■ **Stated goal**: Emit a verbatim copy of the lines running from the line with "Objective — one point per instance of the baby's hand" through the end of the material below.

## START Data extract

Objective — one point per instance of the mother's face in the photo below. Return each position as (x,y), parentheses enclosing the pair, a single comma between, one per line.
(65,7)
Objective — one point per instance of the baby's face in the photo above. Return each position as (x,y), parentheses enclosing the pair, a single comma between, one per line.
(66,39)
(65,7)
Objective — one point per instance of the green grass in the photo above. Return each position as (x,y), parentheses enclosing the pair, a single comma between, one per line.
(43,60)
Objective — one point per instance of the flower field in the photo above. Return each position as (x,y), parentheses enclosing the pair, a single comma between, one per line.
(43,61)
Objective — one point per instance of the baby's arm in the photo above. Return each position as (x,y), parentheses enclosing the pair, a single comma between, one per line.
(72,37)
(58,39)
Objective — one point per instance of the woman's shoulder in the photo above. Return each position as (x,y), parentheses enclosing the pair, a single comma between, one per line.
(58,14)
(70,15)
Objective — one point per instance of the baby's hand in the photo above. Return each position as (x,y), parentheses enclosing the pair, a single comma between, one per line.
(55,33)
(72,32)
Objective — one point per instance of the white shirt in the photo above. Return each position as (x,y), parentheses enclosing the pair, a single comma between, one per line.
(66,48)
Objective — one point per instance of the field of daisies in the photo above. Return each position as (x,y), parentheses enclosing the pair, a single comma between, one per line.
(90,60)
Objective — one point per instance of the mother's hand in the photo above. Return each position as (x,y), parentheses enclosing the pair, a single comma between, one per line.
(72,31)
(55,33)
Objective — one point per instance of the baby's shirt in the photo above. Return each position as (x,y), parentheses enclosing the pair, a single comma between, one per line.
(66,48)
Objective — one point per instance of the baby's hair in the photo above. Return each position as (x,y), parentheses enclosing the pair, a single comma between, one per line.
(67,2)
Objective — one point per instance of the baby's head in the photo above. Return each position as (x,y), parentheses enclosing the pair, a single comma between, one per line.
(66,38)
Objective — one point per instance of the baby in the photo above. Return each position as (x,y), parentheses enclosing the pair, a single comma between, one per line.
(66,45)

## END Data extract

■ **Exercise solution**:
Objective — one point per instance of the baby's hand in the photo above. Return each position as (x,y), parentheses enclosing the pair, a single comma between, one per line.
(55,33)
(72,32)
Objective — one point per instance of the white shirt in the photo above. Return each position as (x,y), parentheses enclosing the pair, a single comma between, one per line.
(66,48)
Objective — one point per instance of the field of daisies in the photo above. Return each position as (x,y), parentheses enclosing the pair, a single comma between, one per line.
(90,60)
Objective — one point per instance of the mother's hand in the photo above. Return each position as (x,y), parentheses enclosing the pair, a single comma between, one per line.
(72,31)
(55,33)
Objective — one point per instance of the baby's shirt in the photo above. Return each position as (x,y), parentheses enclosing the pair, a single comma between, one per line.
(66,48)
Objective — one point per instance of the baby's hair in the photo above. Return each position as (x,y), parentheses enclosing the pair, a single comma between, one per line.
(67,2)
Objective — one point per instance of the baby's head in the photo above. Return each position as (x,y), parentheses enclosing the pair, a single comma between, one per line.
(66,38)
Objective — one point per instance of the baby in the photo above. Return each position as (x,y), parentheses enclosing the pair, a single comma between, one per line.
(66,45)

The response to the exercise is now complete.